Aim: Return, word for word, the lines of the records below from the line with "Tag every instance of the paved" up to and including the line with "pixel 105 432".
· · · ·
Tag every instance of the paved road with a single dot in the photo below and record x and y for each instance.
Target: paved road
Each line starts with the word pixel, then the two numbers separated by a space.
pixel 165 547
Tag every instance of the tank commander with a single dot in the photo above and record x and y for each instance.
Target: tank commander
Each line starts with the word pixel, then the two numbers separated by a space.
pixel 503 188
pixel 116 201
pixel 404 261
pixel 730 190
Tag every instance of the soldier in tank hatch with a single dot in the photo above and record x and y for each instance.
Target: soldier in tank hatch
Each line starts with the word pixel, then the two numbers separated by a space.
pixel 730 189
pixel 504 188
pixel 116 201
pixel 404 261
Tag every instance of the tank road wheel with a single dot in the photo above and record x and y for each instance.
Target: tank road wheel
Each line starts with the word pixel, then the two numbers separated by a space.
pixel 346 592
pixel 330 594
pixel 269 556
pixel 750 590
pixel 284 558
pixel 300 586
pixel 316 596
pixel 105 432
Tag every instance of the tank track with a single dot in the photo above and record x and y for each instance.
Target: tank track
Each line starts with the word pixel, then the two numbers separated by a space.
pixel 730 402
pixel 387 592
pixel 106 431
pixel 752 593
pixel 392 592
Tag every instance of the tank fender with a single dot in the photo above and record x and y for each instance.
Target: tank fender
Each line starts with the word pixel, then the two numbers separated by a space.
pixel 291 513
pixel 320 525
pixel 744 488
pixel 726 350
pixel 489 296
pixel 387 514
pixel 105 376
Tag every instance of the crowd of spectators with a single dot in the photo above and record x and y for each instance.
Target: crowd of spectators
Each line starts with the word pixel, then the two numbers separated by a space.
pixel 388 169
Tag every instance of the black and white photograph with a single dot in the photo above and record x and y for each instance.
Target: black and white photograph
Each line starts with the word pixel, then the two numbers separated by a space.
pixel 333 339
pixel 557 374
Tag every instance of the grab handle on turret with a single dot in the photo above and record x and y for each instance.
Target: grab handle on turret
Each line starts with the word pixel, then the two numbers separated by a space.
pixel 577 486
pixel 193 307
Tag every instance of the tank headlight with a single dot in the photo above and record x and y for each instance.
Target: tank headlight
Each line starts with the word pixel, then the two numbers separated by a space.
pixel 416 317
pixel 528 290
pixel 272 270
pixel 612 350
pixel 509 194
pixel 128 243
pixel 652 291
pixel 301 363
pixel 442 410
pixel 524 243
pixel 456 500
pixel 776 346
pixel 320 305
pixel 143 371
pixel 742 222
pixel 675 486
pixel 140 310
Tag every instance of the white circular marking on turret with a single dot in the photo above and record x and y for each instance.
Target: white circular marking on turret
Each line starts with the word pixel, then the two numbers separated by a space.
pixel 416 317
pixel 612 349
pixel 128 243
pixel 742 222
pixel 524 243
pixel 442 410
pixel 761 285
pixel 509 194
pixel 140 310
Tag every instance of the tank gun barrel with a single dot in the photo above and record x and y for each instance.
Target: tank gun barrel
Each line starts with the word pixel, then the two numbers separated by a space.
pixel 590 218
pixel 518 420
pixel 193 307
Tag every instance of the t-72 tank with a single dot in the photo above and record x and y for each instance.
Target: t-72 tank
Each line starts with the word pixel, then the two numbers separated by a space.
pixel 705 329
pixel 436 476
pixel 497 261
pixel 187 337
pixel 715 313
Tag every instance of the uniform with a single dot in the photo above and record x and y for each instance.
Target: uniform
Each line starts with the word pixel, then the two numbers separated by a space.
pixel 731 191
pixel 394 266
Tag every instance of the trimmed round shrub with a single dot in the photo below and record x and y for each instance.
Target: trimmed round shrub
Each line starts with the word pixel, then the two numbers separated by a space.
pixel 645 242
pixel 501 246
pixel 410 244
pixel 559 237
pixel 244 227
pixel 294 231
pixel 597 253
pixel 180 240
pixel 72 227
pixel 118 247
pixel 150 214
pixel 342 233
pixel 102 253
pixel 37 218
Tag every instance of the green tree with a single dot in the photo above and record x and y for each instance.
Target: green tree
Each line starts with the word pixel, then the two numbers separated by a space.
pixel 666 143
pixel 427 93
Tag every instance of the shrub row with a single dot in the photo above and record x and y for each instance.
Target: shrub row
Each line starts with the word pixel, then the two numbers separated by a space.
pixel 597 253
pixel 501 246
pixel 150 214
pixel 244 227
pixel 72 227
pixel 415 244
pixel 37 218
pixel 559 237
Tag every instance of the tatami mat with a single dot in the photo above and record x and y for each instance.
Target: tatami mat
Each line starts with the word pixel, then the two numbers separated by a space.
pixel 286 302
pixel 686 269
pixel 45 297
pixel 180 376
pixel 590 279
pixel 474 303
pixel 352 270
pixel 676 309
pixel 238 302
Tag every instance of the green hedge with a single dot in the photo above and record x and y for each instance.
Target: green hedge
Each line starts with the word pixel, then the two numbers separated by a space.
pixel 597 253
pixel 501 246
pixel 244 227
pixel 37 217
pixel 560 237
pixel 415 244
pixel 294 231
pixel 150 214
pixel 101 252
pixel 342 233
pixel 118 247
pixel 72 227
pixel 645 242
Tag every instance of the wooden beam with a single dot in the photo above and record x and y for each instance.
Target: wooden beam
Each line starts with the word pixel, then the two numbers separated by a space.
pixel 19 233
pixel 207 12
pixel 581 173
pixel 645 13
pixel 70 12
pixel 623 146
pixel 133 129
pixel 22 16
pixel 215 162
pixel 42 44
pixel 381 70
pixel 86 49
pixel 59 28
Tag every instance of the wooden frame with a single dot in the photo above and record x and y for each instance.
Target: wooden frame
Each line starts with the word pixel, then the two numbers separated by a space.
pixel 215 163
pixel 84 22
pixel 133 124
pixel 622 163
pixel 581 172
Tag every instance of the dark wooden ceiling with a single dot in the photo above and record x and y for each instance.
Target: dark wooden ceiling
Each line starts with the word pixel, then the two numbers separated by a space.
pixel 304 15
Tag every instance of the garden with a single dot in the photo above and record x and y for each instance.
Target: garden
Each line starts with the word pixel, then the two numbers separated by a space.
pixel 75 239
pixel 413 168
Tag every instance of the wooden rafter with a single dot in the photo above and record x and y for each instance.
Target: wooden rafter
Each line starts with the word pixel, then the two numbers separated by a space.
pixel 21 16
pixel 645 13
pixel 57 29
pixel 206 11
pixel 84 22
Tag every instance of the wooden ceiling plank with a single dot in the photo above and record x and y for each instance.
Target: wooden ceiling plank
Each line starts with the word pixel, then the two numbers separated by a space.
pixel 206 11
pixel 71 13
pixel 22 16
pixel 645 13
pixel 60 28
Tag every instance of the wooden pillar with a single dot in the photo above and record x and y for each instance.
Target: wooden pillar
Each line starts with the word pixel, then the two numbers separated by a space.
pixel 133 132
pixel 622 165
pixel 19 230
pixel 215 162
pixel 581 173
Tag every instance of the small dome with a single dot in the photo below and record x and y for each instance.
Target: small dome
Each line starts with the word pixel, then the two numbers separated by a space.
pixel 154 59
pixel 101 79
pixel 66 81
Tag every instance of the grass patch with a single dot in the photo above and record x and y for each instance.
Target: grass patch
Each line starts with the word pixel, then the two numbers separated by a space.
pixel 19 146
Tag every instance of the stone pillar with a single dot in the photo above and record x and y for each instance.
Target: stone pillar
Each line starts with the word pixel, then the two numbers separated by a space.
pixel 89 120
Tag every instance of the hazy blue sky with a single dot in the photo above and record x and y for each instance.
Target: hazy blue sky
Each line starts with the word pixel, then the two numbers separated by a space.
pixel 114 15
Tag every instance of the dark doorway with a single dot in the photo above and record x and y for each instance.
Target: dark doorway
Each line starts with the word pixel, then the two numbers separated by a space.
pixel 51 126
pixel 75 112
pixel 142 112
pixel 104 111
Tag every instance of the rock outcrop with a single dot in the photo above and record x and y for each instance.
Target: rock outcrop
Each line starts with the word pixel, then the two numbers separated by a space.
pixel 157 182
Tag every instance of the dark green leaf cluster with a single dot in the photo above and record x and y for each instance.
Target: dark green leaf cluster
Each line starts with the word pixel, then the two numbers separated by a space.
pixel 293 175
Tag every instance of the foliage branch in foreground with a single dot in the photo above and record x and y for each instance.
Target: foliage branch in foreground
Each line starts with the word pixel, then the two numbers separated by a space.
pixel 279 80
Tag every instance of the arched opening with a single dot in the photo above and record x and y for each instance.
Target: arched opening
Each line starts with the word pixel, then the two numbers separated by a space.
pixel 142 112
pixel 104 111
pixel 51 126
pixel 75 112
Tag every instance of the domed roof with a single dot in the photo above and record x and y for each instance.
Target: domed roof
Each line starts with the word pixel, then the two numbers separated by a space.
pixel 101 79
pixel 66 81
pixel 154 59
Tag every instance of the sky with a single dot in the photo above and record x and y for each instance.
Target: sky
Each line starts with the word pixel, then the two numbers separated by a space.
· · · ·
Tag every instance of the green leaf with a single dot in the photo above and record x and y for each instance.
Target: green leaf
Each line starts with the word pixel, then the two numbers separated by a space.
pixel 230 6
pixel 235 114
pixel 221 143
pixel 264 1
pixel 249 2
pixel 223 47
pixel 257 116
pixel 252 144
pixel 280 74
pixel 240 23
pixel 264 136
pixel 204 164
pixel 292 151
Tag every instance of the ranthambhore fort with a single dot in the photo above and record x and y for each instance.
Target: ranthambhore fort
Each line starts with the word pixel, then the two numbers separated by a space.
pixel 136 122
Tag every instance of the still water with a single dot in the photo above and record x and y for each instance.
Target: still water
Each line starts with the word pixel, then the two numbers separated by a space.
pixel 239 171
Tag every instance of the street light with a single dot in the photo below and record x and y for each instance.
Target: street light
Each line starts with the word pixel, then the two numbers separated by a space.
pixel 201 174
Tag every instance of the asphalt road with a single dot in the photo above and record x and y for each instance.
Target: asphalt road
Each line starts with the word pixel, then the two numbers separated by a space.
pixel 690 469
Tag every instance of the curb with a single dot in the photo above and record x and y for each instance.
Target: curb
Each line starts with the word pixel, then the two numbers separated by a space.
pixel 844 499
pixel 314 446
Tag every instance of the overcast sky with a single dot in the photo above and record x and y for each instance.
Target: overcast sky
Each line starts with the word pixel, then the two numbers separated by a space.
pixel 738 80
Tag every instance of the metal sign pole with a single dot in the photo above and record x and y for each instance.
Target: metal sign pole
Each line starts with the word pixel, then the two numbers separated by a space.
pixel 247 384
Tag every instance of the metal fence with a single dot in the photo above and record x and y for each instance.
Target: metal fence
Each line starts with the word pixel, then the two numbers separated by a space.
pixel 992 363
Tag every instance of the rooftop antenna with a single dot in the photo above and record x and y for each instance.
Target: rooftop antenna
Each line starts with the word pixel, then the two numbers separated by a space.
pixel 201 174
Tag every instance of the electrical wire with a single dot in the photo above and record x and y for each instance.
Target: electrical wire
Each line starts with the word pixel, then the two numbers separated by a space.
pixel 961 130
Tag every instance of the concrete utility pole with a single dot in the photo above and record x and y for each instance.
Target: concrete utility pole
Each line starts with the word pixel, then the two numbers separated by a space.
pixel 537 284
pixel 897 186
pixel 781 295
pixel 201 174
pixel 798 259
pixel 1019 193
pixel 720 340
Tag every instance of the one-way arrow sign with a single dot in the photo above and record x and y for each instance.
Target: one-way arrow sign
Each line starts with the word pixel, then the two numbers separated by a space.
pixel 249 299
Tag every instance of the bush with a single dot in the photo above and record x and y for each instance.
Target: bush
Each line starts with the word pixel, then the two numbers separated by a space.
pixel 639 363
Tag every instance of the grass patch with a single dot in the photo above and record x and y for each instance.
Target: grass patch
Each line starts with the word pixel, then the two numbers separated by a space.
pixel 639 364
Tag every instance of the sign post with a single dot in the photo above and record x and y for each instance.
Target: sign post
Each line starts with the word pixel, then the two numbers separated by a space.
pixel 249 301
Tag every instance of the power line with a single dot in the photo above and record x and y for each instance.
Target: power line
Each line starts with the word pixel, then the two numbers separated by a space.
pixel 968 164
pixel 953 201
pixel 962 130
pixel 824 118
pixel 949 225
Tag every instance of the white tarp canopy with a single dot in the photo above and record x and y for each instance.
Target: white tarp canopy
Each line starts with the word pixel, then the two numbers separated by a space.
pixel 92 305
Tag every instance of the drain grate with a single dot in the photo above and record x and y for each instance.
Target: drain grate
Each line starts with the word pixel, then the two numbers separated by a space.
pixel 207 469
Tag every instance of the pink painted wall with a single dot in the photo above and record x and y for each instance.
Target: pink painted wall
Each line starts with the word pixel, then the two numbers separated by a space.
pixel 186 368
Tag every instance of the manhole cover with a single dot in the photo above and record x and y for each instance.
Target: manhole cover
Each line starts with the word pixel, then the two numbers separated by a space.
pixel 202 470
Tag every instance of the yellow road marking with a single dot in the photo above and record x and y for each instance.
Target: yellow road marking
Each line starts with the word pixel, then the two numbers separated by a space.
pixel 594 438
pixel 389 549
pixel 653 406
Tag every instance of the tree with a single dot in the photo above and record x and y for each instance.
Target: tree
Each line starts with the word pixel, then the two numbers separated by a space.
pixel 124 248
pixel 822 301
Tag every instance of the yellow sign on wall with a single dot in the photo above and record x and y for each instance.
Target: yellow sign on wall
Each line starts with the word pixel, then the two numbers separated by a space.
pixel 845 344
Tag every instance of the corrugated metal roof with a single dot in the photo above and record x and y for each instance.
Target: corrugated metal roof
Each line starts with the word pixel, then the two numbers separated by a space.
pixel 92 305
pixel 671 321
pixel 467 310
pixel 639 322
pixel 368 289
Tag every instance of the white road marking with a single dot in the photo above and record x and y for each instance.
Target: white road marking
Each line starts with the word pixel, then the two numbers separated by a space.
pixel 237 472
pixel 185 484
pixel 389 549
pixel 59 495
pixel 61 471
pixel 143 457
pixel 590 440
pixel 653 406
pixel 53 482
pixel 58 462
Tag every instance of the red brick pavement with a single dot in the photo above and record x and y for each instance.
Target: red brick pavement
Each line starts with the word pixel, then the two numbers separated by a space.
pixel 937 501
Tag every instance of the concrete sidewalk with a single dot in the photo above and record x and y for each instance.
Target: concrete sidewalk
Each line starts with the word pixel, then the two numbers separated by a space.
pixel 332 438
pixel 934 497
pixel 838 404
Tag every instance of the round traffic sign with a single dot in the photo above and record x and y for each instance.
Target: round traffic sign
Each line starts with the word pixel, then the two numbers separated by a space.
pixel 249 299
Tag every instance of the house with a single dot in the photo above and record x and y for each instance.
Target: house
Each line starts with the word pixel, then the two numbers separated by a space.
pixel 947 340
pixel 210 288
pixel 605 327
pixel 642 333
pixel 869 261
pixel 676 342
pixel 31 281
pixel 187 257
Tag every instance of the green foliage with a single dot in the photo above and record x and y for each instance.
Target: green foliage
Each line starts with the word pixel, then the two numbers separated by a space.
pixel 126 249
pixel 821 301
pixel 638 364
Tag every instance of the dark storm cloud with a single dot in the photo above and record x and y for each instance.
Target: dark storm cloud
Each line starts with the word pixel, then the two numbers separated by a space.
· · · ·
Response:
Tag every instance of the paved road with a single dot in the photo below and record x and y for each instance.
Target: paved road
Each line starts with the word pixel, then the two numbers separated by a space.
pixel 165 547
Tag every instance of the tank commander with a single dot in the photo above and record x and y for each instance.
Target: tank commander
Each line starts with the word pixel, then the two numbers separated by a space.
pixel 503 188
pixel 116 201
pixel 404 261
pixel 730 190
Tag every instance of the soldier in tank hatch with a single dot in the photo above and record x and y for each instance.
Target: soldier in tank hatch
Each line starts with the word pixel, then the two numbers separated by a space.
pixel 730 189
pixel 504 188
pixel 116 201
pixel 404 261
Tag every instance of the tank road wheel with a single dot in the photo above and record x and y for each instance.
Target: tank road wheel
Each line starts with the word pixel, then the two numbers separated by a space.
pixel 346 592
pixel 330 594
pixel 269 556
pixel 750 590
pixel 284 558
pixel 300 586
pixel 316 596
pixel 105 432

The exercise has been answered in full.